> **Task set**
a. Condense the paragraph of the passage on the Marrakesh Country Club that begins "In a recent New York Times article" into a bulleted list that retains its main facts.
b. Reproduce, word for word, the portion of the records that opens with the line containing "like x=239, y=432." and closes with the line containing "x=280, y=85", including both of those lines.

> **Source excerpt**
In a recent New York Times article, Peter Haldeman, takes a look at Palm Desert’s Marrakesh Country Club. Peter writes that for roughly 45 years, the main draw of this private residential community, sitting in the bowl formed by the San Jacinto Mountains and the Santa Rosa Mountains, was its 3,619 yard, Par 60, Ted Robinson-designed 18-hole executive golf course. But these days it’s as much a mecca for worshipers of high design by architect John Elgin Woolf. Woolf created Marrakesh’s 364 pink and white villas and 14 pink and white pool houses, situated in the community’s 14 neighborhoods, in his signature Hollywood Regency style, a mixture of Greek Revival, English Regency, Versailles and movie set designs.

(Items from a data source)
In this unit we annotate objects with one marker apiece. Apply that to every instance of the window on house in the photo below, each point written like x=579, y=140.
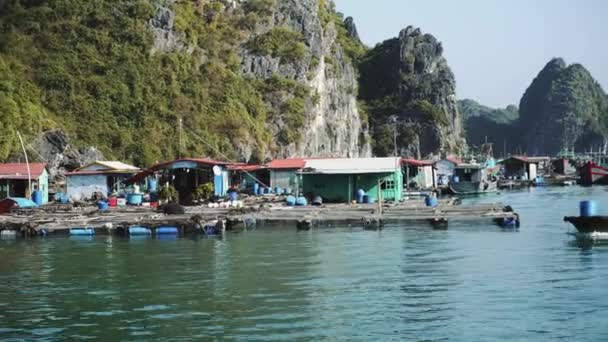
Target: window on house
x=388, y=185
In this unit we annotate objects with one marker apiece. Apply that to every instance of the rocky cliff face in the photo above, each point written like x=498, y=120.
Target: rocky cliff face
x=409, y=86
x=564, y=108
x=331, y=124
x=492, y=125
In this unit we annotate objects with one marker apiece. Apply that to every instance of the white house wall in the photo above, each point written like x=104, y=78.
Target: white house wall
x=84, y=186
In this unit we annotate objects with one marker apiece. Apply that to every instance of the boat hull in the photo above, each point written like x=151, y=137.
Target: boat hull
x=592, y=173
x=589, y=224
x=473, y=188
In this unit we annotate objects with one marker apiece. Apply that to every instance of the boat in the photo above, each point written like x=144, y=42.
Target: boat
x=589, y=224
x=473, y=179
x=592, y=173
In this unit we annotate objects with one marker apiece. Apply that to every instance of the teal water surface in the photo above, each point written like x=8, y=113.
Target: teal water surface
x=472, y=282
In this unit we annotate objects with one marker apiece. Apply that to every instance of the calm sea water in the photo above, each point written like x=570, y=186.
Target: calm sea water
x=469, y=283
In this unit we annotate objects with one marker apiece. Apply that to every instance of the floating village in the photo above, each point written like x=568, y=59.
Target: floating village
x=206, y=196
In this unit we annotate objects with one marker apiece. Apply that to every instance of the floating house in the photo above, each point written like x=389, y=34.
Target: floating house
x=563, y=166
x=15, y=180
x=419, y=174
x=186, y=175
x=338, y=180
x=104, y=177
x=444, y=169
x=524, y=168
x=284, y=173
x=244, y=176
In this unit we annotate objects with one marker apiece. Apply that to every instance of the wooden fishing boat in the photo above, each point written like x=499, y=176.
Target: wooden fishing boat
x=473, y=179
x=592, y=173
x=589, y=224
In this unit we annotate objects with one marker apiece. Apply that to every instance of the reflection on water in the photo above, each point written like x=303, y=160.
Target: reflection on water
x=470, y=282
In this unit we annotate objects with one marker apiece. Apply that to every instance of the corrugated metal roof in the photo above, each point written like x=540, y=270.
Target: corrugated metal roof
x=18, y=171
x=526, y=159
x=292, y=164
x=416, y=162
x=203, y=161
x=245, y=167
x=352, y=166
x=110, y=165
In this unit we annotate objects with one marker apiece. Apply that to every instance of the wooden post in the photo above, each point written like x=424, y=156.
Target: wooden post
x=379, y=198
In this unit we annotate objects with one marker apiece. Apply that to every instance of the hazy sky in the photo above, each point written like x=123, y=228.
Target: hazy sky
x=495, y=47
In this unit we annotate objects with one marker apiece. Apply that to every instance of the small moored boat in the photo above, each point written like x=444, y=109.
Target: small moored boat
x=589, y=224
x=473, y=179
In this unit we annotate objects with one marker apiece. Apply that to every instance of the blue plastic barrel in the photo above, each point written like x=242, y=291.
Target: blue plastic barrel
x=37, y=197
x=102, y=205
x=82, y=231
x=431, y=201
x=233, y=195
x=318, y=200
x=291, y=201
x=152, y=185
x=360, y=194
x=167, y=231
x=135, y=199
x=588, y=208
x=139, y=231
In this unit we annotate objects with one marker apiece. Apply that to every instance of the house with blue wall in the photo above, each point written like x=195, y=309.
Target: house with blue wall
x=105, y=177
x=15, y=180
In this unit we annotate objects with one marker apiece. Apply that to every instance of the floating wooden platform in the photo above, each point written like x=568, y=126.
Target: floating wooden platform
x=117, y=221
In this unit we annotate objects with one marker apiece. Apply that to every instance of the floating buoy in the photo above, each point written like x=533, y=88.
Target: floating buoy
x=82, y=231
x=291, y=201
x=167, y=231
x=588, y=208
x=139, y=231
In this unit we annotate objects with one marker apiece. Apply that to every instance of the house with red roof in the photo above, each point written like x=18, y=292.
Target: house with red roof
x=103, y=177
x=186, y=175
x=15, y=180
x=284, y=173
x=525, y=168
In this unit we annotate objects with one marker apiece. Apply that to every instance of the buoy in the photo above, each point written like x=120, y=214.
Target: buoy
x=431, y=201
x=167, y=231
x=360, y=194
x=588, y=208
x=102, y=205
x=82, y=231
x=139, y=231
x=291, y=201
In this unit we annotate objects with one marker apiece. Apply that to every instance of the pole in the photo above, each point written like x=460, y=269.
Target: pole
x=27, y=163
x=395, y=136
x=179, y=149
x=379, y=198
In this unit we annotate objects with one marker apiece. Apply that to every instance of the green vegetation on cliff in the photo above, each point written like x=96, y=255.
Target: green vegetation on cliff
x=484, y=124
x=87, y=66
x=564, y=108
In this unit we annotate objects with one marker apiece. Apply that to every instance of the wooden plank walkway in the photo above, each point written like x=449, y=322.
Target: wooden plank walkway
x=37, y=222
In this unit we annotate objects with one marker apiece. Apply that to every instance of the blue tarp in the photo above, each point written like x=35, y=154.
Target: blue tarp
x=23, y=202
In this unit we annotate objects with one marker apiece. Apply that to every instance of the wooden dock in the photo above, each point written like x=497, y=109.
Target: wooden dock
x=117, y=221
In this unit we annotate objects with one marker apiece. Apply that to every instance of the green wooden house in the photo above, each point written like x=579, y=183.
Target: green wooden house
x=338, y=180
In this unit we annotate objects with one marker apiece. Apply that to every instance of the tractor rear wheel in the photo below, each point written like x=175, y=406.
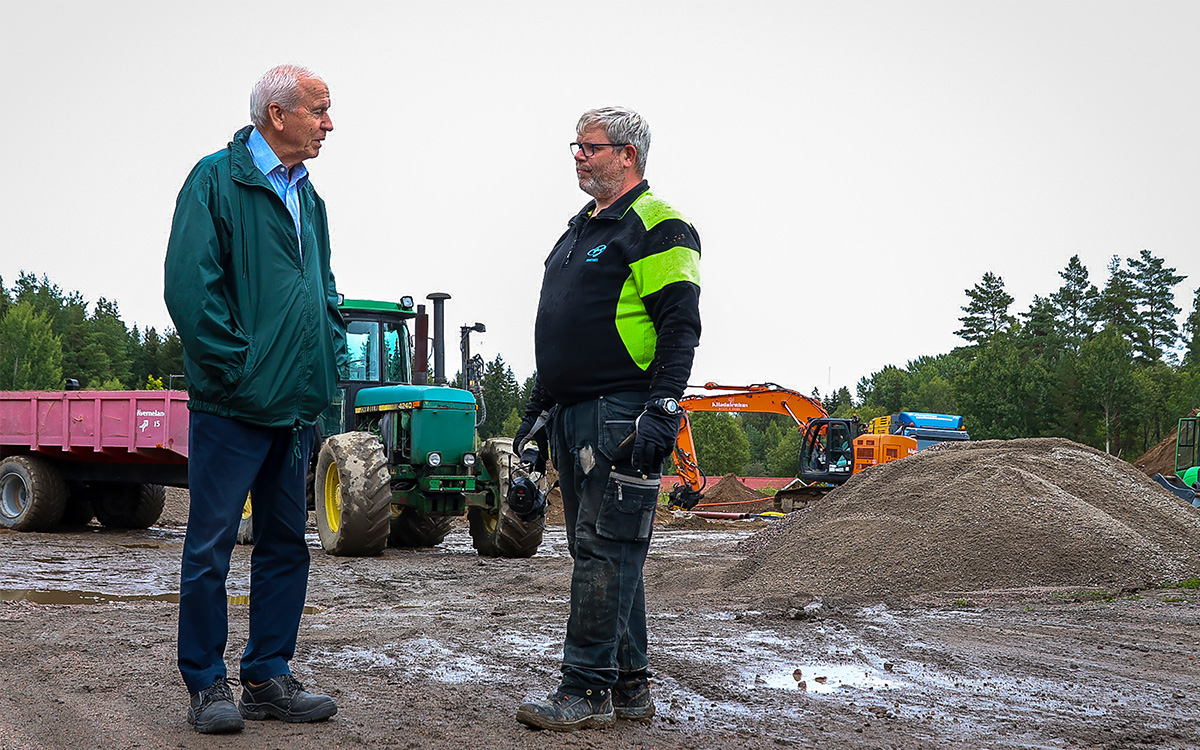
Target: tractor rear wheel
x=129, y=505
x=353, y=495
x=497, y=531
x=33, y=495
x=412, y=528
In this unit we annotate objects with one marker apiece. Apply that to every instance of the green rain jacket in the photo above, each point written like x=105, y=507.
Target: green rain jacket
x=262, y=334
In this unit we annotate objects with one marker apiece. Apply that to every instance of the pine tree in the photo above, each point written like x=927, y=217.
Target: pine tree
x=1117, y=305
x=987, y=310
x=30, y=353
x=1157, y=333
x=1192, y=335
x=1075, y=301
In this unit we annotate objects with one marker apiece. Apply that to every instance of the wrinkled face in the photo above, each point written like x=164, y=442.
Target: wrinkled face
x=604, y=173
x=301, y=131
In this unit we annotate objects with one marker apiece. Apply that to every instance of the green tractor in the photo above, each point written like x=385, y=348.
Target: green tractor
x=397, y=459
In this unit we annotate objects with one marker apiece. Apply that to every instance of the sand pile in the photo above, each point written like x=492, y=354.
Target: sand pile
x=982, y=515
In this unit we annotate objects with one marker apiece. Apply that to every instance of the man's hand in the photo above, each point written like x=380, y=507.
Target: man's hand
x=654, y=441
x=533, y=427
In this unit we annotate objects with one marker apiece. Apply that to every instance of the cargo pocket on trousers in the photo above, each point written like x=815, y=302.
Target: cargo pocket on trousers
x=627, y=513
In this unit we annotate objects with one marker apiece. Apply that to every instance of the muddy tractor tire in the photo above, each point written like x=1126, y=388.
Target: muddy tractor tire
x=129, y=505
x=502, y=532
x=246, y=525
x=412, y=528
x=353, y=495
x=33, y=495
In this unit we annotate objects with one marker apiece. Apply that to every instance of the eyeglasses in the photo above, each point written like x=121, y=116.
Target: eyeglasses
x=589, y=149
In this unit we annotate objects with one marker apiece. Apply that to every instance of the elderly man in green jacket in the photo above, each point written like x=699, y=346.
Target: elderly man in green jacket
x=250, y=289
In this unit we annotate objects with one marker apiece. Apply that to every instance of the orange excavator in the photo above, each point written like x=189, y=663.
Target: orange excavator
x=832, y=450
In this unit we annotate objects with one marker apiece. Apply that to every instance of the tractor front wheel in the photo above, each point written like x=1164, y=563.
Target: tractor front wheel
x=353, y=495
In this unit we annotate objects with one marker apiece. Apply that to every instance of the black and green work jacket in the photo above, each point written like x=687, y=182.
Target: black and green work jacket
x=619, y=307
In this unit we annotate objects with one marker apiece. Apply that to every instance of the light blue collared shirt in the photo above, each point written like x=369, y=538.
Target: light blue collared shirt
x=286, y=186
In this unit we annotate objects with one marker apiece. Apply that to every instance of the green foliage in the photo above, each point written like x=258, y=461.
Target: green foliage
x=987, y=310
x=30, y=353
x=502, y=396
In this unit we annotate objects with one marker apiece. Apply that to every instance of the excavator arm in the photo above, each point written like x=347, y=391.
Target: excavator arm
x=759, y=399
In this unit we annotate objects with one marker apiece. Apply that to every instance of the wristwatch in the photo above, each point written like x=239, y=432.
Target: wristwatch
x=665, y=406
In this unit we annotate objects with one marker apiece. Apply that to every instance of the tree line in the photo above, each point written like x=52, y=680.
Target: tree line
x=1108, y=366
x=48, y=336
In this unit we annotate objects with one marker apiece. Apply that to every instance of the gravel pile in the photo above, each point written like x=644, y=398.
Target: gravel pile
x=979, y=515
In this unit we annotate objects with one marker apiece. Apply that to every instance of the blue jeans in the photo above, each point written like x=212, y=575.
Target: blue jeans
x=610, y=513
x=226, y=460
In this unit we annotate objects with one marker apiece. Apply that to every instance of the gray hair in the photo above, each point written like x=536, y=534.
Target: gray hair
x=281, y=85
x=622, y=125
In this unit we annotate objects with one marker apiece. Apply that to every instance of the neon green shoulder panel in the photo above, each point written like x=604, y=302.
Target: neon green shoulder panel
x=649, y=275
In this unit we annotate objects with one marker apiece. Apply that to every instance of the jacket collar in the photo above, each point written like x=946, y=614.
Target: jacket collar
x=241, y=163
x=622, y=204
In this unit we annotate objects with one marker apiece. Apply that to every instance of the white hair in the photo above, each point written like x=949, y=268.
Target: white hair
x=622, y=125
x=280, y=85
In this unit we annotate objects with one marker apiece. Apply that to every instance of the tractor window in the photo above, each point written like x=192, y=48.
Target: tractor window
x=395, y=340
x=363, y=346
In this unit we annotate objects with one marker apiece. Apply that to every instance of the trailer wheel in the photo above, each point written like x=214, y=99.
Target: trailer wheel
x=33, y=495
x=498, y=531
x=129, y=505
x=353, y=495
x=413, y=528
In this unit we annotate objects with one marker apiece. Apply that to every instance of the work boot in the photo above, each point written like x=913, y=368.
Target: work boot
x=211, y=711
x=565, y=713
x=633, y=701
x=283, y=697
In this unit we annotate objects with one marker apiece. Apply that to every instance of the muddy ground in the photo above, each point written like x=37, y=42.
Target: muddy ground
x=436, y=648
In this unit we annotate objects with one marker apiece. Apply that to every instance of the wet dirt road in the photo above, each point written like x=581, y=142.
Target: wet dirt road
x=436, y=648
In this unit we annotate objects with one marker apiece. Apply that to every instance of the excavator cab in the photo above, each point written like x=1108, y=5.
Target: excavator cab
x=827, y=454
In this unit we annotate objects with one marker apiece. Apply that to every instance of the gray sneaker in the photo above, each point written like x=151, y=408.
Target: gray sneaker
x=211, y=711
x=567, y=713
x=633, y=702
x=283, y=697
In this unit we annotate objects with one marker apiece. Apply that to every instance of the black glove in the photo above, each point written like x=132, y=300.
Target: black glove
x=654, y=441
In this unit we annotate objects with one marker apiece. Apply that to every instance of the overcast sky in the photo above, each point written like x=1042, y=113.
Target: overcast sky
x=851, y=167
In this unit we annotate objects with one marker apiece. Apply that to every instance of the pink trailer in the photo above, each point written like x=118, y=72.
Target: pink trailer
x=69, y=456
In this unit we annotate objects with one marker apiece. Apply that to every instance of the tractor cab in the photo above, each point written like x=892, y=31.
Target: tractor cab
x=379, y=351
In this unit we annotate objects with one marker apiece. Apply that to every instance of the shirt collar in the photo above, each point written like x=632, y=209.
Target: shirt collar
x=268, y=162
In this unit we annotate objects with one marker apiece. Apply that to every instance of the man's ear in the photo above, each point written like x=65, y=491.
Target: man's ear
x=276, y=114
x=628, y=155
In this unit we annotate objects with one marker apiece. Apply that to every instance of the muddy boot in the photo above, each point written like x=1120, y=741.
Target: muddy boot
x=283, y=697
x=567, y=713
x=211, y=711
x=633, y=701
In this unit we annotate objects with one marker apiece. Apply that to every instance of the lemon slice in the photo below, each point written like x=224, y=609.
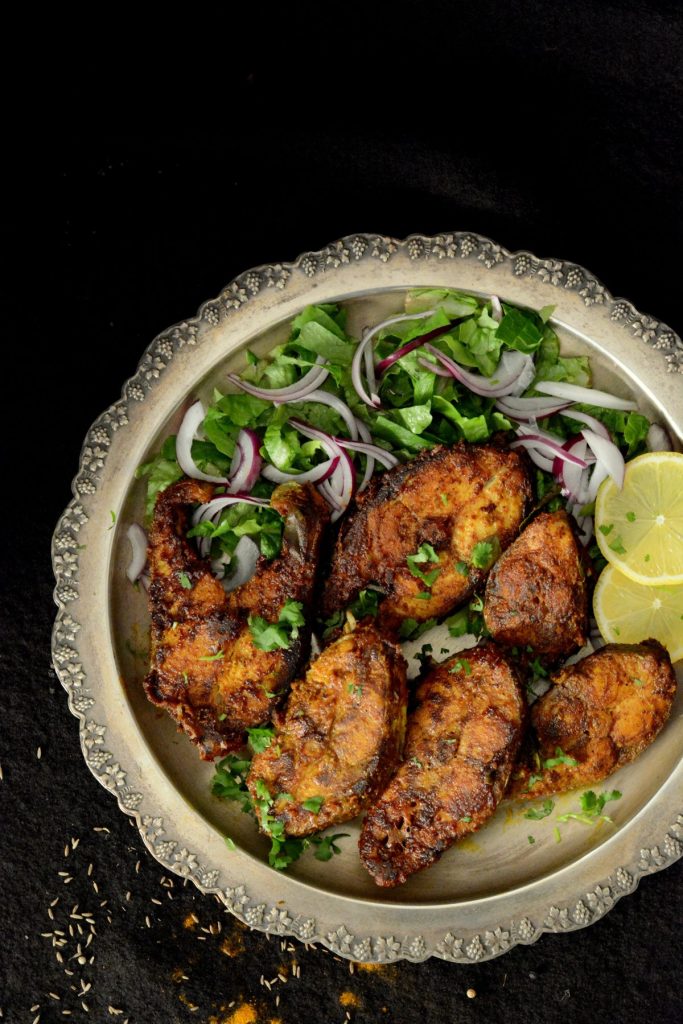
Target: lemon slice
x=640, y=528
x=630, y=612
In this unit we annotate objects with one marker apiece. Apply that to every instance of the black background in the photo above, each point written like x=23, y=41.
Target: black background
x=554, y=128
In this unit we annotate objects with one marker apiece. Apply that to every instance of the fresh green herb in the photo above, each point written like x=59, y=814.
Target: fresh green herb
x=260, y=739
x=462, y=665
x=326, y=845
x=313, y=804
x=536, y=814
x=218, y=656
x=560, y=759
x=411, y=629
x=270, y=636
x=592, y=807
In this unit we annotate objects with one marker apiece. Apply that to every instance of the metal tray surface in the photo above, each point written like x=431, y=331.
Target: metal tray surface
x=489, y=892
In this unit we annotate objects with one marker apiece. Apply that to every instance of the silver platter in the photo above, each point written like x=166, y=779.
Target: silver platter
x=489, y=892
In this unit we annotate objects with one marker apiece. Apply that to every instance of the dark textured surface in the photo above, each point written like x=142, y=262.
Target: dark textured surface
x=578, y=156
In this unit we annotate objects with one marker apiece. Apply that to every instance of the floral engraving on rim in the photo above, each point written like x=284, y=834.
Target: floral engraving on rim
x=82, y=700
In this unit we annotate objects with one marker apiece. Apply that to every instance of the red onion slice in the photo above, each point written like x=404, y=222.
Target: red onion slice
x=138, y=543
x=548, y=448
x=513, y=371
x=246, y=463
x=246, y=556
x=326, y=398
x=373, y=451
x=590, y=421
x=584, y=394
x=309, y=382
x=183, y=444
x=359, y=356
x=322, y=472
x=525, y=410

> **Worked answers**
a.
- A recent New York Times article by Peter Haldeman examines the Marrakesh Country Club, a private residential community in Palm Desert.
- For roughly 45 years, the community's main draw was its 18-hole executive golf course, designed by Ted Robinson. The course is a 3,619-yard Par 60, set in the bowl formed by the San Jacinto and Santa Rosa Mountains.
- Today the community is equally a destination for admirers of high design by architect John Elgin Woolf.
- Woolf created its 364 pink and white villas and 14 pink and white pool houses.
- These buildings stand in the community's 14 neighborhoods and are built in his signature Hollywood Regency style.
- That style combines Greek Revival, English Regency, Versailles and movie set designs.

b.
In this unit we annotate objects with one marker apiece. Apply that to every instance of the wristwatch in the photo above, each point written like x=239, y=432.
Target: wristwatch
x=665, y=406
In this unit we annotate objects with one marker apiece. Apply that to every instance of the tree line in the photo above, each point written like x=52, y=680.
Target: tree line
x=1108, y=366
x=48, y=336
In this unit we annotate objects with one marker apiece. Apply that to every instance of the gravel pile in the photo above, each point written like x=644, y=398.
Target: gravel pile
x=979, y=515
In this unit we annotate objects with one marker apiece. Apply that to every instance of the blue jeans in the photo above, each point written like x=212, y=575.
Target: blue jeans
x=610, y=513
x=226, y=460
In this unit we annotate objects with one marker apiece. Apply that to every instance of the gray hair in the photo above, each point written like x=536, y=534.
Target: gray hair
x=281, y=85
x=622, y=125
In this unit we annotate objects with one marker apiece. Apply that to every instance of the neon green shoulder panel in the photo above, each point written like x=604, y=302.
Target: neon green shoulder panel
x=649, y=275
In this unit we annotate objects with one marker apiece. Apply that to every instance of the jacket collar in the photo above, each point written like x=946, y=614.
Target: jacket collar
x=241, y=163
x=622, y=204
In this unit we annotate objects with one marker apiece. Apply that to every instance of the white hair in the photo above, each point written like x=949, y=268.
Target: white hair
x=622, y=125
x=280, y=85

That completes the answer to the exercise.